To do » Lines from the line with "pixel 73 181" to the line with "pixel 303 455" in the entries below, and only those, must be output exactly, with both ends included.

....................

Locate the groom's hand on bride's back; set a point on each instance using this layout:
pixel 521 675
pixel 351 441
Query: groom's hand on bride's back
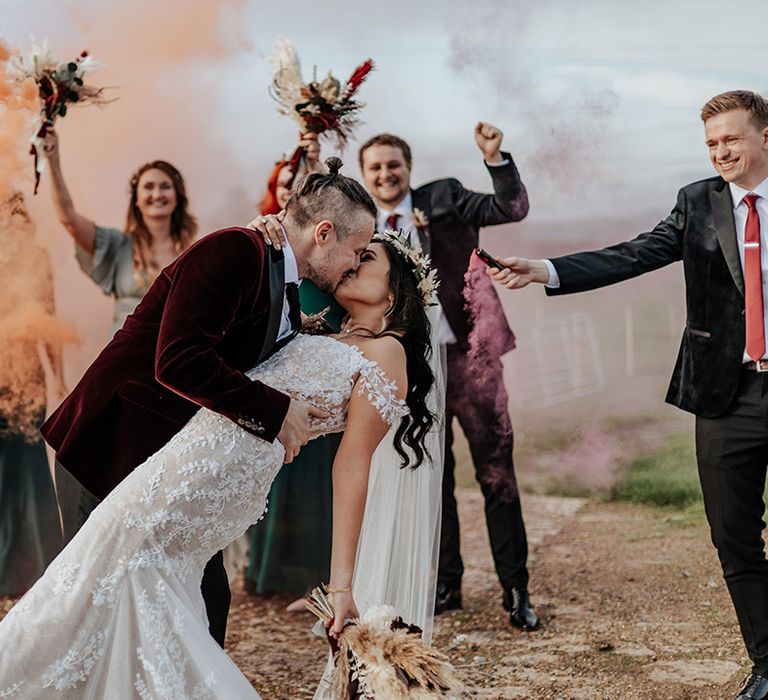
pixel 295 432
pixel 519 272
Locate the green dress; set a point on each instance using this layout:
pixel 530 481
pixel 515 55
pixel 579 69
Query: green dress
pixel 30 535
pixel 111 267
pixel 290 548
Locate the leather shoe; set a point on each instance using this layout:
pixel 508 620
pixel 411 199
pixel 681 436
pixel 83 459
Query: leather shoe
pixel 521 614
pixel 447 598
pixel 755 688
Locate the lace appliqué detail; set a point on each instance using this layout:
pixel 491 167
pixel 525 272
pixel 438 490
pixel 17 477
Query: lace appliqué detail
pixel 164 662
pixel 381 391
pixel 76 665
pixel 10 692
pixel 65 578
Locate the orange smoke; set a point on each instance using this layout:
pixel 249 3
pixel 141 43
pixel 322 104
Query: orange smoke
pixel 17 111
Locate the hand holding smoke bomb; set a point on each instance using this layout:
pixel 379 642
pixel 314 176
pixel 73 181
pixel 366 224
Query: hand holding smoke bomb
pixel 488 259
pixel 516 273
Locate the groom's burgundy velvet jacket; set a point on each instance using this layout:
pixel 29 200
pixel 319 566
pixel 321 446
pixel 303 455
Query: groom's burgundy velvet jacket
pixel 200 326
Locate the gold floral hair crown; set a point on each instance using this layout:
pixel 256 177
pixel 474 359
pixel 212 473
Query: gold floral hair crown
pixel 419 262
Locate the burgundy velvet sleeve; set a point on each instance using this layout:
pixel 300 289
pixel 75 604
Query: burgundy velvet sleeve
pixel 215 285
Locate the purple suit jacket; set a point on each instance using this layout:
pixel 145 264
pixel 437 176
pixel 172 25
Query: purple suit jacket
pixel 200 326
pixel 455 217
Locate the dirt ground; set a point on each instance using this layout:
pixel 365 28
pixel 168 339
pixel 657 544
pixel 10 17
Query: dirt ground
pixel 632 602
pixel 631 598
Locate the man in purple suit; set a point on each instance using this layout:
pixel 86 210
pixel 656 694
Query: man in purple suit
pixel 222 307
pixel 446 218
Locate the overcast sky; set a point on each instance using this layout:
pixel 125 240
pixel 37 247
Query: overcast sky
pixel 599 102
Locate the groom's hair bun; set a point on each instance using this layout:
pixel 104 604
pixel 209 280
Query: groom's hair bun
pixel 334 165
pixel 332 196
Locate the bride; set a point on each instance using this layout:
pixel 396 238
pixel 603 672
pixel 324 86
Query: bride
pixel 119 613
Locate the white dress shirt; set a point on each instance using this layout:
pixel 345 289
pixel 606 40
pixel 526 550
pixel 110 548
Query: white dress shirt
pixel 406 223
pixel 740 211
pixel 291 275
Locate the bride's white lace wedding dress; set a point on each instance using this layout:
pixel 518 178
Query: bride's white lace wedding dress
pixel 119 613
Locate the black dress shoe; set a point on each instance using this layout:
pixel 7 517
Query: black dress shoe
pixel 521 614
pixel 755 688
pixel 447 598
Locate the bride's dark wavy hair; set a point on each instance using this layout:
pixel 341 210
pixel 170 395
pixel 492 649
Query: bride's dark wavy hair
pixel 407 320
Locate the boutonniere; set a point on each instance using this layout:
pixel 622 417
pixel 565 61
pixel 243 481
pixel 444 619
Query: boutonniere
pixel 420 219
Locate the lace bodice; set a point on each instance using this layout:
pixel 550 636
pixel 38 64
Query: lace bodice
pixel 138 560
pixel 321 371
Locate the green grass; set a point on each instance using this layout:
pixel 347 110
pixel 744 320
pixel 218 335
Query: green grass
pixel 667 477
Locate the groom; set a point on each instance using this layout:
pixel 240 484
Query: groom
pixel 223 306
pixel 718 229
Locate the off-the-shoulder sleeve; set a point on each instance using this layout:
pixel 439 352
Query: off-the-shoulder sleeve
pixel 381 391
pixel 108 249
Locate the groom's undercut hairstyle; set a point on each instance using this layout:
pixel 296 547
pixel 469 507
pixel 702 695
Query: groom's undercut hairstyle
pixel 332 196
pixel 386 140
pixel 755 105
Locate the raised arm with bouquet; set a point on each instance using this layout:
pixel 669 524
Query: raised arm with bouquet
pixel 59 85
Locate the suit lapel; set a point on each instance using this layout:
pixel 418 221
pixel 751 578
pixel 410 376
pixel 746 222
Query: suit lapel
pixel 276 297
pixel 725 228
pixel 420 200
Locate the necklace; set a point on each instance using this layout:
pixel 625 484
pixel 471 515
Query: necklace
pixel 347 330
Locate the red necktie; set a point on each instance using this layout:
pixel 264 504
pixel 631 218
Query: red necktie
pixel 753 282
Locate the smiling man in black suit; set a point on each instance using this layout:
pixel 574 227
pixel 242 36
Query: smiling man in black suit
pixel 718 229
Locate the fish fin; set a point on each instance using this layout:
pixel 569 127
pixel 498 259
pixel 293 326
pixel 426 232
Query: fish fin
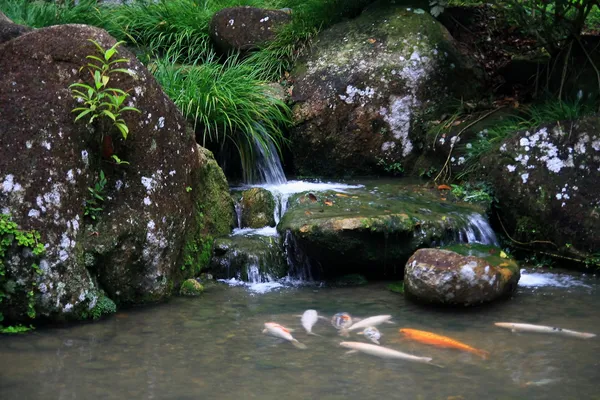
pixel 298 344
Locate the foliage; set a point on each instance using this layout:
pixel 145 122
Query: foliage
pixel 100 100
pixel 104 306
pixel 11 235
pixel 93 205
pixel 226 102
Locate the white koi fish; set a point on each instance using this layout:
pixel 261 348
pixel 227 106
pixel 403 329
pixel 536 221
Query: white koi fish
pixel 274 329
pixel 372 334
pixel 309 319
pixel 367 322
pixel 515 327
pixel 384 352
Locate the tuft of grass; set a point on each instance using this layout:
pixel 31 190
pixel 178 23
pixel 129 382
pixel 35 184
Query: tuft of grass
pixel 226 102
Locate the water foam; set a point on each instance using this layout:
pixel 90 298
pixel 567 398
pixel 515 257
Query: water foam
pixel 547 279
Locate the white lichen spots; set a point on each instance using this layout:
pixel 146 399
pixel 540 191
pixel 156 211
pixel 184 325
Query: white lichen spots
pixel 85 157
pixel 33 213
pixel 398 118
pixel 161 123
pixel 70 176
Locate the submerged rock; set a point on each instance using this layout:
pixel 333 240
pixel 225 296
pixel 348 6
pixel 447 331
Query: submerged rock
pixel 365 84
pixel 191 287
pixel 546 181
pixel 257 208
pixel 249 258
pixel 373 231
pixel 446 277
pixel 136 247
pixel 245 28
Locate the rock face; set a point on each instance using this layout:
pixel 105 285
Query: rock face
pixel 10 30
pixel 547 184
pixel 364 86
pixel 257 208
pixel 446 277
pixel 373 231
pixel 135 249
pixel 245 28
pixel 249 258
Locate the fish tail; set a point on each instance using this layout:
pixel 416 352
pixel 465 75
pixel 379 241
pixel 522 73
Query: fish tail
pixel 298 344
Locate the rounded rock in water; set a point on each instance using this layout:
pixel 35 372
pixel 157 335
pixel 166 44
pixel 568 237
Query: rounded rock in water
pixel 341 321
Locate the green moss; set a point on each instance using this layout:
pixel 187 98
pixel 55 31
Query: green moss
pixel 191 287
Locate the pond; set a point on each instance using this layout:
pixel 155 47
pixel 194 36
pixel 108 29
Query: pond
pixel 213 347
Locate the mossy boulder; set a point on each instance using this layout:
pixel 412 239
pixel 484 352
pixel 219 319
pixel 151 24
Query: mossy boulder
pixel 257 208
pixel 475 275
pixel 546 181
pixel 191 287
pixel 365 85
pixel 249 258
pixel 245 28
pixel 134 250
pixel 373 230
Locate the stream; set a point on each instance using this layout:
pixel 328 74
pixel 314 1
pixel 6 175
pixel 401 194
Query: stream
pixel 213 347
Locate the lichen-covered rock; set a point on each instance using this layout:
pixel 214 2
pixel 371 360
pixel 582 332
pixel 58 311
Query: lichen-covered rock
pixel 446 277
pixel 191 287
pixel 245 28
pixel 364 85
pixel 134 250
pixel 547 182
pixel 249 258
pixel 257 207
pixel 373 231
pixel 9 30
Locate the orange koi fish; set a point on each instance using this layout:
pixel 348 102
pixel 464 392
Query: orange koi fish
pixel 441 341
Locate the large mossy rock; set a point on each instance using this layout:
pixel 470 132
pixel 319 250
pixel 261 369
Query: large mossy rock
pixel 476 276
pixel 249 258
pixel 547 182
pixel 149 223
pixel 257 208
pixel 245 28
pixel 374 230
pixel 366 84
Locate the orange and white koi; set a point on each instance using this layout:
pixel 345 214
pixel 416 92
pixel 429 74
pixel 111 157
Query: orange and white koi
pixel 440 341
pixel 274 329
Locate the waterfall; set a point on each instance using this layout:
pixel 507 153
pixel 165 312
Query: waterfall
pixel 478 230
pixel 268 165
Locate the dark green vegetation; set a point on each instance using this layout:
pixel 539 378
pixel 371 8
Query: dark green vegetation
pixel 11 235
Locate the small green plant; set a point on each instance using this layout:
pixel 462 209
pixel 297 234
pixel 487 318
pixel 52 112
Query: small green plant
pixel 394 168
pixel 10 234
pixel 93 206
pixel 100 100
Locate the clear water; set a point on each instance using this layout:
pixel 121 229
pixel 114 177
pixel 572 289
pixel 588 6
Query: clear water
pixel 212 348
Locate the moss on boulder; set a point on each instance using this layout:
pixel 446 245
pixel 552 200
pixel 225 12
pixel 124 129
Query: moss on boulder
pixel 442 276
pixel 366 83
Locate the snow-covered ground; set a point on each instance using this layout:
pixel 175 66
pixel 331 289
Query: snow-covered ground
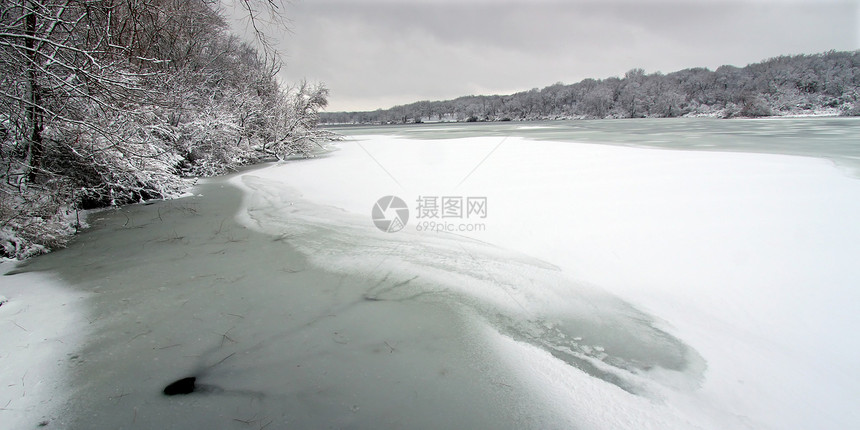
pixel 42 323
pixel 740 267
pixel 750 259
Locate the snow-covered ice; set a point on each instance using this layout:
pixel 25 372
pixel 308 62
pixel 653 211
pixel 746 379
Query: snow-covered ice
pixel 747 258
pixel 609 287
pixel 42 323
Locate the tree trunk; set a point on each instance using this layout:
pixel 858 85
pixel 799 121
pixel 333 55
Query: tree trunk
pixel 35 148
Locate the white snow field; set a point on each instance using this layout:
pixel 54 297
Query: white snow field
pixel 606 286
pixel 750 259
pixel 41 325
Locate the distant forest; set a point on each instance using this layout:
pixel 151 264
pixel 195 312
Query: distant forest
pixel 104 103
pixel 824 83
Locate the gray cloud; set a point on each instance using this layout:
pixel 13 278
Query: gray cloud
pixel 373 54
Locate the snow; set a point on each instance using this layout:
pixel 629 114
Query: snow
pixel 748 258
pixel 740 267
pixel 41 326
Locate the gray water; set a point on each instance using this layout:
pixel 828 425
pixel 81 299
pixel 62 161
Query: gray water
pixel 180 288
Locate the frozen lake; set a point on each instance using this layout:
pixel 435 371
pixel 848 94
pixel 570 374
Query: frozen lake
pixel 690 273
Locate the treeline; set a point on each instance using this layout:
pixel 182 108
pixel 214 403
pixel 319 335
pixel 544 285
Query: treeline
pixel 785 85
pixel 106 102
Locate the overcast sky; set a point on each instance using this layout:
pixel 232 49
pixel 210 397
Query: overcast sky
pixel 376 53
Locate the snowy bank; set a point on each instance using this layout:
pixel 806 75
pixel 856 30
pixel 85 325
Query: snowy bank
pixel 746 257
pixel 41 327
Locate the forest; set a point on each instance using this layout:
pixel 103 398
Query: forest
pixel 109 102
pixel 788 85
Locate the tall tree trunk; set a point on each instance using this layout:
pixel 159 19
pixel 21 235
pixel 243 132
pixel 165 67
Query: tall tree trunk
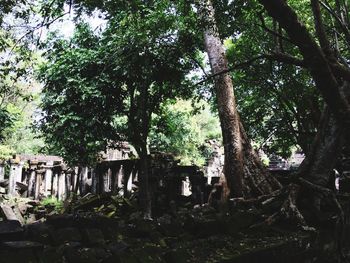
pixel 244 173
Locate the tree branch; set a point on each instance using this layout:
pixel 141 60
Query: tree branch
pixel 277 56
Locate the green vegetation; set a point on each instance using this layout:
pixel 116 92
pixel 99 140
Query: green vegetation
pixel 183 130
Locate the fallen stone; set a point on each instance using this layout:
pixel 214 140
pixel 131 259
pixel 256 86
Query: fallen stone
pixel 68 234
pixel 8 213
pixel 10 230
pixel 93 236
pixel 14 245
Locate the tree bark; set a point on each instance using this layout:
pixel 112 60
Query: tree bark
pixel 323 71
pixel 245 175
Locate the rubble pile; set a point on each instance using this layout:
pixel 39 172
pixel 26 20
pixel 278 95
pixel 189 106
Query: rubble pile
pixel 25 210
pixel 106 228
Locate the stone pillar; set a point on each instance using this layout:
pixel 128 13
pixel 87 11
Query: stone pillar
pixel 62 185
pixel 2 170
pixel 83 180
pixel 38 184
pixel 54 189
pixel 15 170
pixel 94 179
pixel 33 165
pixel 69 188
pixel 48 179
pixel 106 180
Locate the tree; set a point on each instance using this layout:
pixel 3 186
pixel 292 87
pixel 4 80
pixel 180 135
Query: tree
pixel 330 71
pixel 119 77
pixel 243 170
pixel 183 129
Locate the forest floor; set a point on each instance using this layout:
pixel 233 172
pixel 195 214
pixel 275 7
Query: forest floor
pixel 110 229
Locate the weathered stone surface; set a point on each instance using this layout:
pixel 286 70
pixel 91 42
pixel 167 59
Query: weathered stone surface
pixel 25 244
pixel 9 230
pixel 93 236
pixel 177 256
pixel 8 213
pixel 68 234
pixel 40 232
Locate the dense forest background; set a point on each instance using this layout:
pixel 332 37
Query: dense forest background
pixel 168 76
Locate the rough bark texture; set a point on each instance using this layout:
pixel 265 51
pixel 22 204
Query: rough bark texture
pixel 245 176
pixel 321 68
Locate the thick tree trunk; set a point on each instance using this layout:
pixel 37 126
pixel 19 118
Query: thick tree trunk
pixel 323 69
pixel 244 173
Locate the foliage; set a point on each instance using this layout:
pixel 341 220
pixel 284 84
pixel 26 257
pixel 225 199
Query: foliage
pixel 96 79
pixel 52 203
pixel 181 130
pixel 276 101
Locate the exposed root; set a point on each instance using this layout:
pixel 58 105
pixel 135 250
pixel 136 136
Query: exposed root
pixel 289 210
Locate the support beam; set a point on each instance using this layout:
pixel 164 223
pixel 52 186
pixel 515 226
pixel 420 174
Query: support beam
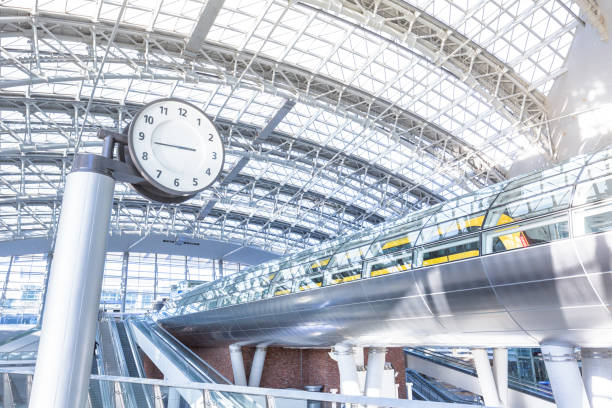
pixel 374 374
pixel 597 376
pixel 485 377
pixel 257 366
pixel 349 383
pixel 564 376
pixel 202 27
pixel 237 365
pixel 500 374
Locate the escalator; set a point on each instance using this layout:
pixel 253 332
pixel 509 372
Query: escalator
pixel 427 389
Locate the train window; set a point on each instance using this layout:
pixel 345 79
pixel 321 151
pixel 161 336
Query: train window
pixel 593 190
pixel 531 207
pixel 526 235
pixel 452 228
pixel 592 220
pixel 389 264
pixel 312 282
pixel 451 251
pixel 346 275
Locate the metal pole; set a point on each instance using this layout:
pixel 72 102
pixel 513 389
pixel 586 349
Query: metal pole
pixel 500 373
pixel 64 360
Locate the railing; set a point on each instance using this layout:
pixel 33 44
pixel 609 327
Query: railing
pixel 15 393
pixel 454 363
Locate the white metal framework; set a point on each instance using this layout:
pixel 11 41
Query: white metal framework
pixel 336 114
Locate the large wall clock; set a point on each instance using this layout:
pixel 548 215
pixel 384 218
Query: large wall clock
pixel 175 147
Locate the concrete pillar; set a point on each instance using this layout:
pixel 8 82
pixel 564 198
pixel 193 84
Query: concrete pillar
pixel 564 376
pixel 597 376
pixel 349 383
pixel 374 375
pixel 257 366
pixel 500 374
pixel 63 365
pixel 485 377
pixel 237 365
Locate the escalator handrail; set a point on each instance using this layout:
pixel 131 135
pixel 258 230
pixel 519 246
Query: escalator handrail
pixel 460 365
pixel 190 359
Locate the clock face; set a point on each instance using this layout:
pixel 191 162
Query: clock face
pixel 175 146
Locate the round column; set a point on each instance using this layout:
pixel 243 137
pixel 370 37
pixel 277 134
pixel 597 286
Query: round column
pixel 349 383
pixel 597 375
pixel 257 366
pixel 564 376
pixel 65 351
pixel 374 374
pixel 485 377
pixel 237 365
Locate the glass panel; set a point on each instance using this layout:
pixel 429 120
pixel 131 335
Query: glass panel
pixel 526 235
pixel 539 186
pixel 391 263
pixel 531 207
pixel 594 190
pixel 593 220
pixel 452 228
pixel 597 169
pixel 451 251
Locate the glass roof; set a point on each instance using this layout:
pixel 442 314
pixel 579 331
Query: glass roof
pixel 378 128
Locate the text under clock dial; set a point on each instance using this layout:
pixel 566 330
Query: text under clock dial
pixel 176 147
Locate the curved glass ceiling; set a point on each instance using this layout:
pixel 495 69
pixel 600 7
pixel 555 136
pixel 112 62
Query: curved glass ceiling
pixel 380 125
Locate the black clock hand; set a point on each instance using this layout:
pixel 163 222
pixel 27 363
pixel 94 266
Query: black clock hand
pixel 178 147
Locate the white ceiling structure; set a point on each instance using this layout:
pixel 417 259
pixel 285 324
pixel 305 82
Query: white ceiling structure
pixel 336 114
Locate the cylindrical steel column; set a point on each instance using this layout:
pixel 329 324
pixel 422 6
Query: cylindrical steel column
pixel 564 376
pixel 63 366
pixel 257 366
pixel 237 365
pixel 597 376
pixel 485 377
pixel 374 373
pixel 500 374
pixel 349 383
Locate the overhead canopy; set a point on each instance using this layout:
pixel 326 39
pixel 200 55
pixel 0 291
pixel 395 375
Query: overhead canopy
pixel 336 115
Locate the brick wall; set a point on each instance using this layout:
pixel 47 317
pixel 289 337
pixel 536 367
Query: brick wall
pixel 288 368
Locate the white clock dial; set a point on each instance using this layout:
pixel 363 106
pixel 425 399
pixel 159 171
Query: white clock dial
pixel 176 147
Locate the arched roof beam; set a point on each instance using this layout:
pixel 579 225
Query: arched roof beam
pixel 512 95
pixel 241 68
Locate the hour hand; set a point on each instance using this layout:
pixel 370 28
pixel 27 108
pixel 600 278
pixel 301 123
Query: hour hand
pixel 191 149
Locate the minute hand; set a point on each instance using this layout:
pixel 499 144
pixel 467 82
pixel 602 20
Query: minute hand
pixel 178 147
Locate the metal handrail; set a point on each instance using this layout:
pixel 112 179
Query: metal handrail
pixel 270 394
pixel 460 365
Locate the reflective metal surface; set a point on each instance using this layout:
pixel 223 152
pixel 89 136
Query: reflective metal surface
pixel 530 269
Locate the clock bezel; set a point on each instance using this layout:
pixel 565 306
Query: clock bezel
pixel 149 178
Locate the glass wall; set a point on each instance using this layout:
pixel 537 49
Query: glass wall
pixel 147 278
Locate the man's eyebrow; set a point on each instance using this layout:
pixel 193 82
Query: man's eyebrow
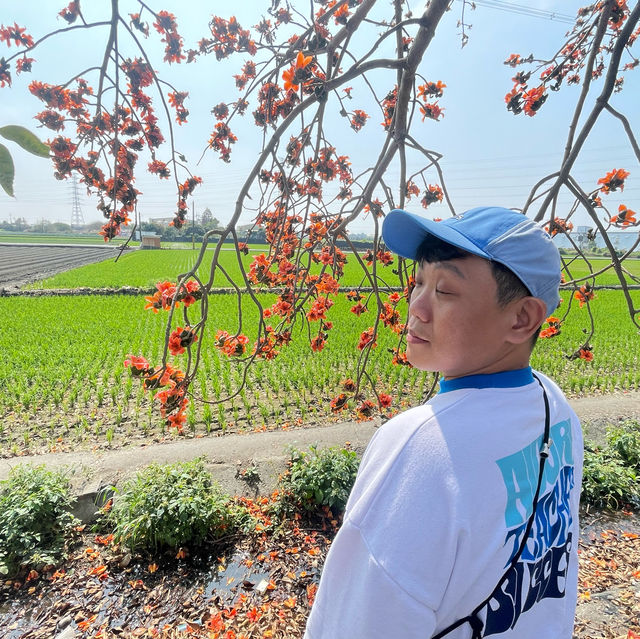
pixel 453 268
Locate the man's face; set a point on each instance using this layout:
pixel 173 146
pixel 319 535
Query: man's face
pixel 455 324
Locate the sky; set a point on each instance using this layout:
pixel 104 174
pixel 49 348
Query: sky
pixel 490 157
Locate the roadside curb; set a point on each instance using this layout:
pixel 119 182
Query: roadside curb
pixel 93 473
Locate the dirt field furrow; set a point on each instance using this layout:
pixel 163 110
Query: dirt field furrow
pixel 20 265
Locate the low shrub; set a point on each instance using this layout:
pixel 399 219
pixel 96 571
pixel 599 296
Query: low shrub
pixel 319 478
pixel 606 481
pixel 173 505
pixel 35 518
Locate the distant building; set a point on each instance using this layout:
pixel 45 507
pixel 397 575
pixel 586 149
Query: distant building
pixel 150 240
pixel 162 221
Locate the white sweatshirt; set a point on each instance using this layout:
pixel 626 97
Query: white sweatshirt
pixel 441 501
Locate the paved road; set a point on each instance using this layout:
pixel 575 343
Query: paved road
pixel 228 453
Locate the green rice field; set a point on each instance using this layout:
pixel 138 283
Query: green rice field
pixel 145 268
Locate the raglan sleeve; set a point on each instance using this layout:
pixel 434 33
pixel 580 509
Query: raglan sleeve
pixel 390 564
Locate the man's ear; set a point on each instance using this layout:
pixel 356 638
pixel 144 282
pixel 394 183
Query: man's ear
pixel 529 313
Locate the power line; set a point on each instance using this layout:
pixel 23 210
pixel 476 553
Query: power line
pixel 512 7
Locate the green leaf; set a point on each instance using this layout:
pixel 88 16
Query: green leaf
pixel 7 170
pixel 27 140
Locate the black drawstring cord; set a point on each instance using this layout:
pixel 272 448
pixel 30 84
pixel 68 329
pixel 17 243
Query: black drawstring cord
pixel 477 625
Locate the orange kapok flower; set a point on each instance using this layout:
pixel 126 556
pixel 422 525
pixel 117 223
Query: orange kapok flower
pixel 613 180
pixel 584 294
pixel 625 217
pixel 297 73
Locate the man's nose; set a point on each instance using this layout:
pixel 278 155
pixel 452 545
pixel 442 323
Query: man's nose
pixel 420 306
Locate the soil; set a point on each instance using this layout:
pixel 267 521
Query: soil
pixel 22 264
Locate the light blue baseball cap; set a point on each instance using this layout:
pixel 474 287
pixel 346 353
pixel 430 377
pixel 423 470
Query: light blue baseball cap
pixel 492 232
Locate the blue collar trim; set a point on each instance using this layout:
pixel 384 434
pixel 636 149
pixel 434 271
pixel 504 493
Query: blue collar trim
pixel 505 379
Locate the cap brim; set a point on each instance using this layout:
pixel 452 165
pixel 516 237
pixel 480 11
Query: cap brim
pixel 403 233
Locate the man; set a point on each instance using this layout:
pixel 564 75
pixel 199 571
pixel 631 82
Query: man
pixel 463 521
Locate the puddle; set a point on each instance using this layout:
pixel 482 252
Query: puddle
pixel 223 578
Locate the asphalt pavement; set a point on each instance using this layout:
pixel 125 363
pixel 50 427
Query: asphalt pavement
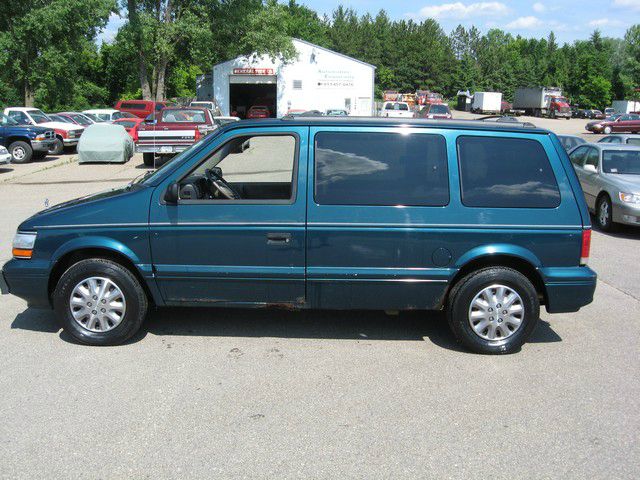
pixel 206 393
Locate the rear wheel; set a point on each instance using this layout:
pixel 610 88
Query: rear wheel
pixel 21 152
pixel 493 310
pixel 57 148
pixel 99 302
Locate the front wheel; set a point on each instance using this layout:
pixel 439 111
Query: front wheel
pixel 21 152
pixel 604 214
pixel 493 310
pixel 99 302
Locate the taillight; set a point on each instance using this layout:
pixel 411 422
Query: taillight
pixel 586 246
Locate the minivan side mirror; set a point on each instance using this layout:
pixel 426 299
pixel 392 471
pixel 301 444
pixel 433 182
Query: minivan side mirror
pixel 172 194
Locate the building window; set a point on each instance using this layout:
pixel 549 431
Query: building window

....................

Worked solution »
pixel 73 181
pixel 366 224
Query: hand holding smoke bomb
pixel 488 259
pixel 516 273
Locate the groom's burgundy velvet jacket; set a point on each instance using this layout:
pixel 29 200
pixel 319 566
pixel 321 446
pixel 303 455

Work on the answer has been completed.